** START Supplied records **

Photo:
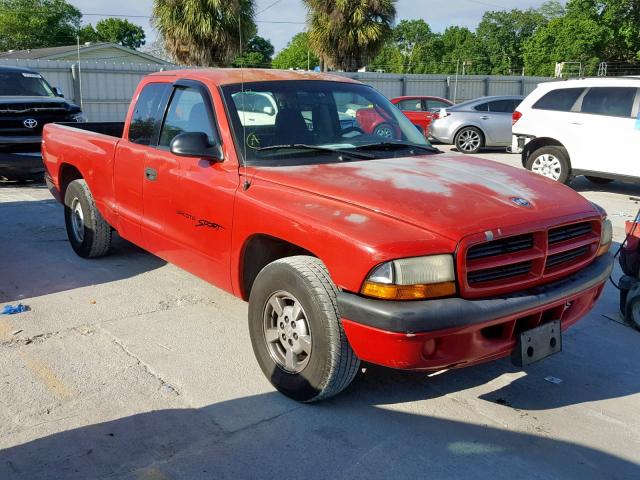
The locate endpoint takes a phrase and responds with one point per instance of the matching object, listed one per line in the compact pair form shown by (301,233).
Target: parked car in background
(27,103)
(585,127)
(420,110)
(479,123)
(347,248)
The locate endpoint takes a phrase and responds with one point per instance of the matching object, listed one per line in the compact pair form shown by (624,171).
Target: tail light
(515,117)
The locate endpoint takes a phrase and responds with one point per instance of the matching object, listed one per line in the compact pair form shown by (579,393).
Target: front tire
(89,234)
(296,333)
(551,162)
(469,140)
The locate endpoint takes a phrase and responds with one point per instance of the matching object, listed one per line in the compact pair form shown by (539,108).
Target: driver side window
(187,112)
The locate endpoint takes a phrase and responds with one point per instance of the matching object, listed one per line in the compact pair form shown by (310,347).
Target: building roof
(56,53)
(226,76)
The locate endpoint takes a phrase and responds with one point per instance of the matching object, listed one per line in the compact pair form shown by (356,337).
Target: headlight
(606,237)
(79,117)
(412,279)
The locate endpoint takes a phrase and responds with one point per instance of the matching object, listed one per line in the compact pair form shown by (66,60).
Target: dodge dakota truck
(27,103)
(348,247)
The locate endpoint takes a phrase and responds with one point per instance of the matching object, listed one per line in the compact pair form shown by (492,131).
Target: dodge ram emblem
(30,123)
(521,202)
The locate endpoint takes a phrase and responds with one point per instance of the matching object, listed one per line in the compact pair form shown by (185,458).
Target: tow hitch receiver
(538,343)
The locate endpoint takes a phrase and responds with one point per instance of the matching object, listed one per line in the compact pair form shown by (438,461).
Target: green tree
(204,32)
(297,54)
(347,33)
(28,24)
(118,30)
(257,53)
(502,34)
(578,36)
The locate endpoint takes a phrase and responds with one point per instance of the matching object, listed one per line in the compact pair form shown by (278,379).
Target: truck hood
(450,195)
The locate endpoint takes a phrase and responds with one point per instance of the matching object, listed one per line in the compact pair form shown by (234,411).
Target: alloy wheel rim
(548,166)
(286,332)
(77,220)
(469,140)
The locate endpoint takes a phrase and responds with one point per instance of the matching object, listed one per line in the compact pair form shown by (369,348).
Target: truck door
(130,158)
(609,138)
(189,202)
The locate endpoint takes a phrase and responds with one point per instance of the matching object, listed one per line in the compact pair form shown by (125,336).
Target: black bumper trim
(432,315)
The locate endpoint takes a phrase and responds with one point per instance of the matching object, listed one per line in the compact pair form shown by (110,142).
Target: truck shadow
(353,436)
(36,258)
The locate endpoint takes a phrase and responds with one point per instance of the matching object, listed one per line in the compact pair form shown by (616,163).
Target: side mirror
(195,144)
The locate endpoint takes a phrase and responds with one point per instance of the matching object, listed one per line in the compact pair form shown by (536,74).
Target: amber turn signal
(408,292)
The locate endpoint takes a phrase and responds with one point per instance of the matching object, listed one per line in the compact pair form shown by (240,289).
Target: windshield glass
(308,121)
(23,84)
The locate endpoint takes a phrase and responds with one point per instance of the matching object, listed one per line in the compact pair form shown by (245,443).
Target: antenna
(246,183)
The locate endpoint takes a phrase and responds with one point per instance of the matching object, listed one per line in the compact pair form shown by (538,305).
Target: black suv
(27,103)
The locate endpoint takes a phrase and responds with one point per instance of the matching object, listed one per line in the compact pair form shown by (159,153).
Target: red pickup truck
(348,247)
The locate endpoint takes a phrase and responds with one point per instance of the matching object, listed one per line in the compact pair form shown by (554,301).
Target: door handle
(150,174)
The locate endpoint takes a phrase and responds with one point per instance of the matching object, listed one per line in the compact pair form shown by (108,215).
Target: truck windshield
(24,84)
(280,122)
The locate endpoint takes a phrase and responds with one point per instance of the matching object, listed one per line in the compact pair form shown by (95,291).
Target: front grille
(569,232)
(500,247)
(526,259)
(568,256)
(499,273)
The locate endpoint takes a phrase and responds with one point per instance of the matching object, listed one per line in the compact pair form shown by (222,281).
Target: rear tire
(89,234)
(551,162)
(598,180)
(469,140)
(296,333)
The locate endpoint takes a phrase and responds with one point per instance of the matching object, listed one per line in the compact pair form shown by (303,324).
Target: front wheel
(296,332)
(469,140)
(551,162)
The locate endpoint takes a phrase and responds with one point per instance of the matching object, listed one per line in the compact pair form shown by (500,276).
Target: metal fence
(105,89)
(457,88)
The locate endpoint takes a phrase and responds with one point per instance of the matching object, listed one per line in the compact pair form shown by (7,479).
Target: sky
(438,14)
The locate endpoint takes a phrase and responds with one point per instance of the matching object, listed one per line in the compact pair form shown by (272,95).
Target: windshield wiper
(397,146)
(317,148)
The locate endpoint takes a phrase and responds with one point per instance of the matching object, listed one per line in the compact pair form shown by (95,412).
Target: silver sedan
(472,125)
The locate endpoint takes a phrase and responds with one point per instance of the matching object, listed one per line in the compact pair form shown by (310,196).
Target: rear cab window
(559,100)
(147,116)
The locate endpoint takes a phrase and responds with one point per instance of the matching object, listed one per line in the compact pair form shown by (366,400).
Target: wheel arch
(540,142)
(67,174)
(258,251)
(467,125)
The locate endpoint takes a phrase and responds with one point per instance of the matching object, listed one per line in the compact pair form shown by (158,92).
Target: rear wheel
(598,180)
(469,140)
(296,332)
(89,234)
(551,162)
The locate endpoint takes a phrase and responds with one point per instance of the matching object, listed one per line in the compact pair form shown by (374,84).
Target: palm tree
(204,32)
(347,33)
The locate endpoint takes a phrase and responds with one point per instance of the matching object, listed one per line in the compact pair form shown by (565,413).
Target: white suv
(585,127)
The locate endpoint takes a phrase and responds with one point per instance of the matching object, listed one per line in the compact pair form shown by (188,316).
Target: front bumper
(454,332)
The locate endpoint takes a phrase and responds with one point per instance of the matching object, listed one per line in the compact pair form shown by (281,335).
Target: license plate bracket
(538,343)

** END Supplied records **
** START Supplied records **

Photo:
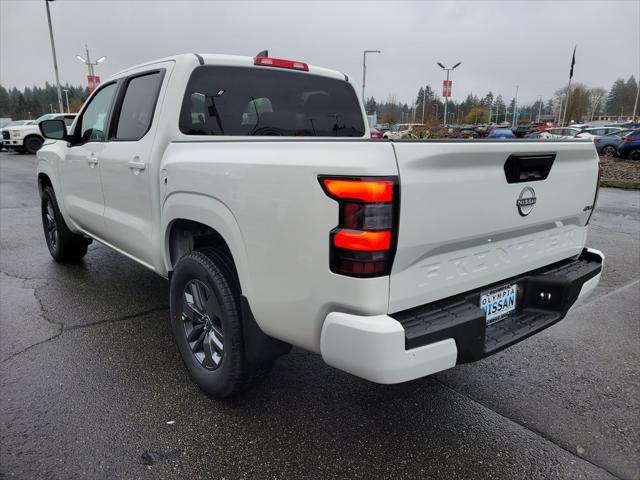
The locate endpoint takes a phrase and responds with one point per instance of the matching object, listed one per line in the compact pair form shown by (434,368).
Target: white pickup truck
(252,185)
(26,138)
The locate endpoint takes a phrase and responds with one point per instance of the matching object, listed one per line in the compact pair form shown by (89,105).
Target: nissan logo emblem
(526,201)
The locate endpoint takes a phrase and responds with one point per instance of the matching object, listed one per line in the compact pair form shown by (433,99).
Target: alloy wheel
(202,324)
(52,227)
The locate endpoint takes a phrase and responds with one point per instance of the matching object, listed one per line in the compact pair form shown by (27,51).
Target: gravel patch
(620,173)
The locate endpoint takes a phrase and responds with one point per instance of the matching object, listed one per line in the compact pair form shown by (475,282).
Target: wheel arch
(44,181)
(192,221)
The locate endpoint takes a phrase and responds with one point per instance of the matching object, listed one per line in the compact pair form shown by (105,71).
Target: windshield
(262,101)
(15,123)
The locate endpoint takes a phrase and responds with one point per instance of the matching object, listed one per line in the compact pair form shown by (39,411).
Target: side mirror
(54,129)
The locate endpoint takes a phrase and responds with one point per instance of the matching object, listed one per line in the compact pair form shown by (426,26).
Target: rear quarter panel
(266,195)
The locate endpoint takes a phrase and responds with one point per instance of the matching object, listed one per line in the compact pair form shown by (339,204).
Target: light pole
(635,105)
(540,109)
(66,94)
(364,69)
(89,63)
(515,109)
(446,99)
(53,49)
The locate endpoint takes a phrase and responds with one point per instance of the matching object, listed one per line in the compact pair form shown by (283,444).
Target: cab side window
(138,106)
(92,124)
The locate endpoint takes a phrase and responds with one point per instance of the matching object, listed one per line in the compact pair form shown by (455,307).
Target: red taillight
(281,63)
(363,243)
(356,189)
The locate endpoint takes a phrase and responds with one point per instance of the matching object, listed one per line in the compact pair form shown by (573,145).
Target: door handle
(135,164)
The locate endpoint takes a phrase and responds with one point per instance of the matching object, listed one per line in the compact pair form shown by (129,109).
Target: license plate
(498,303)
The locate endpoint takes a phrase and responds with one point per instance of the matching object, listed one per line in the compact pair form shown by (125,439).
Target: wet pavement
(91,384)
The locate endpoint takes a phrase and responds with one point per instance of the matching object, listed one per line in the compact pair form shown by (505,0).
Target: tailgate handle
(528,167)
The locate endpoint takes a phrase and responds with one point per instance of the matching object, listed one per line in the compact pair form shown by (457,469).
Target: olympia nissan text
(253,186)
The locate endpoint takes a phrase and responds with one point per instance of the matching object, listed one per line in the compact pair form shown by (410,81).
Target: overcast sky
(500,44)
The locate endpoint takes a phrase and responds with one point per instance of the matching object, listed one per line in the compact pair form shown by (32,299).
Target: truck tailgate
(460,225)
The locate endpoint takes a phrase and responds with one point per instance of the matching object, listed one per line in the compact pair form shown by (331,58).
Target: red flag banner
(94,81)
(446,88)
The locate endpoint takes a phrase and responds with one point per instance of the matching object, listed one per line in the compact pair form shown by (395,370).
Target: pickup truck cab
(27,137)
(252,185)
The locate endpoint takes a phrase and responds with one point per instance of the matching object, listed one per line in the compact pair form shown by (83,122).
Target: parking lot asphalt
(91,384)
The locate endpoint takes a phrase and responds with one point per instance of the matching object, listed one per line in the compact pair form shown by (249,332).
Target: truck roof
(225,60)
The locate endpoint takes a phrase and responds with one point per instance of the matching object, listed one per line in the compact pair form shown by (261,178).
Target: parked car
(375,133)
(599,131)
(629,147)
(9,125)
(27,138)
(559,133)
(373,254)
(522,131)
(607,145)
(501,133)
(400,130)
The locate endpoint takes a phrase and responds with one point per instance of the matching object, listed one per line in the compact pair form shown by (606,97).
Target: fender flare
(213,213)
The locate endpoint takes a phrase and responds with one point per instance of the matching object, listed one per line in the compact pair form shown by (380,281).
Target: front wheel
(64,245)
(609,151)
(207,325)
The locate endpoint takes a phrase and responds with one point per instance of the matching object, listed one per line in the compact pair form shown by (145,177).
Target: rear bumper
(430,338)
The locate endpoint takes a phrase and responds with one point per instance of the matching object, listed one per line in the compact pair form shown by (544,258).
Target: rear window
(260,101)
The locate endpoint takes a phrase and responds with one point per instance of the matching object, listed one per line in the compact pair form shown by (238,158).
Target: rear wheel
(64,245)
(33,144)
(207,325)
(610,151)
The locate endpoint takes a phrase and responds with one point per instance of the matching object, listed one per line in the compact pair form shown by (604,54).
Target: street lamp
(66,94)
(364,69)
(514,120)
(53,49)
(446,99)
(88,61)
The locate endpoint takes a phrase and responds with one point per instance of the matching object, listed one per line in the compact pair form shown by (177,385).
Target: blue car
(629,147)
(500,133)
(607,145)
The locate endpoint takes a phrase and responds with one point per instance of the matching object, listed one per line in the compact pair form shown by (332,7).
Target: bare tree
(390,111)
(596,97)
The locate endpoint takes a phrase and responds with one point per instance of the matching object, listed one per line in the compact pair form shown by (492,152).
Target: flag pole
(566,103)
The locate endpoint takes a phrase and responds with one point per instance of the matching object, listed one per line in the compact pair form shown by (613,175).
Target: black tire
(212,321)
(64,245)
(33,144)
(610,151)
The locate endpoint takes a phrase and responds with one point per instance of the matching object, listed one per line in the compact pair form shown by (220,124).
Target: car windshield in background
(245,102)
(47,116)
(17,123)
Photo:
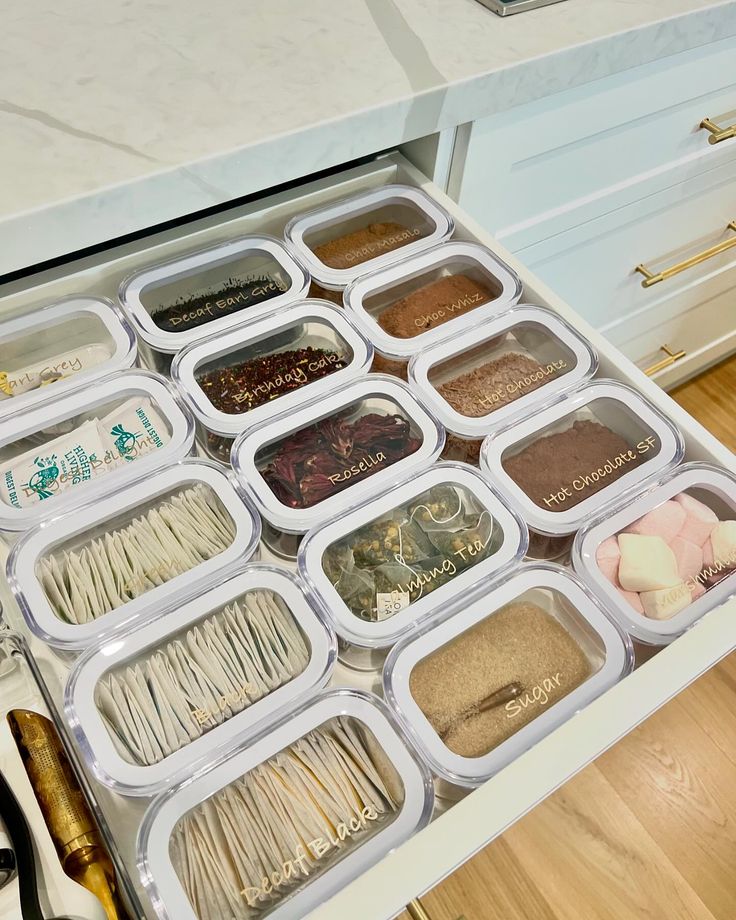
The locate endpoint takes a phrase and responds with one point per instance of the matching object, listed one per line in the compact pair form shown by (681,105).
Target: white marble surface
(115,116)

** END Supplied records **

◆ **Exercise prompt**
Identify each line of the data above that contains the word "flag", and copy those lines. Case matters.

◆ **Problem solution**
Target: red flag banner
Target: flag pole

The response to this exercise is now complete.